OBJECTIVE
Answer these questions from the text on Quebec French:
1. In which region is "le 10" the standard way to refer to bus No. 10?
2. Which rhotic is more common in modern Quebec French?
3. In which region is the use of glottal fricatives for /ʃ/ and /ʒ/ particularly found?

>> Begin DOCUMENT SECTION

Metonymies provide interesting evidence of a phonological feminine. For instance, although most adults would probably say that autobus is masculine if they were given reflection time, specific bus routes defined by their number are always feminine. Bus No. 10 is known as l'autobus 10, or more often la 10. Using le 10 in this context, although normal in France, would be strikingly odd in Quebec (especially Montreal), except in some regions, particularly the Outaouais, where it is the standard. (An alternative explanation for this, however, is that bus routes in Montreal are called "lines", and therefore "la 10" is short for "la ligne 10", and not "l'autobus 10", since it is the route being referred to, and not an individual bus.)
There are many differences in informal grammar: for instance, some words have a different gender from in standard French (une job rather than un job). This is partially systematic. For example, just as the difference in pronunciation between chien [ʃjẽɪ̯̃] (masc.) and chienne [ʃjɛn] (fem.) is the presence or absence of a final consonant, likewise ambiguous words ending in a consonant (such as job (/dʒɔb/)) are often assigned to the feminine. Also, vowel-initial words that in standard grammar are masculine, are sometimes patterned as feminine; since preceding masculine adjectives are homophonous to feminine adjectives (un bel avion; bel /bɛl/ = belle fem.), the word is patterned as feminine (une belle avion). Another explanation would be that many other words ending in -ion are feminine (nation, élection, mission, etc) and that the grammatical gender of avion is made to conform to this pattern, but the number of "-ion" words that are masculine ("lion, pion, camion, lampion," etc.) weakens this explanation.
Around twelve different rhotics are used in Quebec, depending on region, age and education among other things. The uvular trill [ʀ] has lately been emerging as a provincial standard, whereas the alveolar trill [r] was used before in and around Montreal. In modern Quebec French, the voiced fricative [ʁ] is more common. As a matter of comparison, the voiced velar fricative [ɣ] or voiceless uvular fricative [χ] is more generally used in France.
In colloquial speech, the glottal fricatives [h]/[ɦ] are found as allophones of /ʃ/ and /ʒ/, respectively. They can also be pronounced as [ʃʰ] and [ʒʰ] if the original fricatives aren't entirely relaxed. This is particularly found in the Beauce region, to the point where the pronunciation is frequently stereotyped, but can be found throughout Quebec, as well as other French-speaking areas in Canada.

>> End DOCUMENT SECTION
>> Begin SUPPLIED DATA

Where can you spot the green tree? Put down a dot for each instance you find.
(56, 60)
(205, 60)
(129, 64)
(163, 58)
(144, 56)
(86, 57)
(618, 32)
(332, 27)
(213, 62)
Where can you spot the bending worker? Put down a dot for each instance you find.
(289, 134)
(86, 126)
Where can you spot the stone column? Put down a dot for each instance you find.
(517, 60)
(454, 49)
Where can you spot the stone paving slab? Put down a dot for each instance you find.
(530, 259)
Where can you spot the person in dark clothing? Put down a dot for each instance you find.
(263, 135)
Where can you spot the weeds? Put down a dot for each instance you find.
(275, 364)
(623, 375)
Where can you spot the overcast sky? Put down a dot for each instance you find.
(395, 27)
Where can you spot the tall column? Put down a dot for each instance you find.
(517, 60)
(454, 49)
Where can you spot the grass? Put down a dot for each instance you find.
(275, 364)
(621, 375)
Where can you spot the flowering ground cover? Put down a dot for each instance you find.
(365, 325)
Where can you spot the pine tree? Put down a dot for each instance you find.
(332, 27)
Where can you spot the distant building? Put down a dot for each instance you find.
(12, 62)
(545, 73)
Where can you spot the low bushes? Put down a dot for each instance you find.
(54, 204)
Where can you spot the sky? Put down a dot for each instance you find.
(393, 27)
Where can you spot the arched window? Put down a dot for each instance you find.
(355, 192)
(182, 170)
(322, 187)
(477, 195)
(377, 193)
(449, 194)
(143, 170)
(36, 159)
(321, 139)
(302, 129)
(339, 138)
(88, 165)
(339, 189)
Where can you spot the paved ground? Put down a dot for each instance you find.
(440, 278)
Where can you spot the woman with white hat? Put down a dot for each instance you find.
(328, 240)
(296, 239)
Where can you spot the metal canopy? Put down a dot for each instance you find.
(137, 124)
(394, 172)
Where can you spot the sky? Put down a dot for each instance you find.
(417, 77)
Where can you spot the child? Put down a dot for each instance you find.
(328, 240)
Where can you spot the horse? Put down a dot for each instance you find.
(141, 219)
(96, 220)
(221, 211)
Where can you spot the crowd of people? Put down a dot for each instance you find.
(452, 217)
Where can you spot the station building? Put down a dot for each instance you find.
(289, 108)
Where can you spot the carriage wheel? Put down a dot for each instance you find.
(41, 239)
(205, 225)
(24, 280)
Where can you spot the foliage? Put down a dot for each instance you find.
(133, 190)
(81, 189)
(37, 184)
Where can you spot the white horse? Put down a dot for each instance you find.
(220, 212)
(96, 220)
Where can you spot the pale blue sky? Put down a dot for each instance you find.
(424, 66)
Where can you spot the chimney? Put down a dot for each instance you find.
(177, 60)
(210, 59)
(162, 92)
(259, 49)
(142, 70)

>> End SUPPLIED DATA

EXERCISE RESULT
1. The Outaouais.
2. The voiced fricative [ʁ].
3. The Beauce region.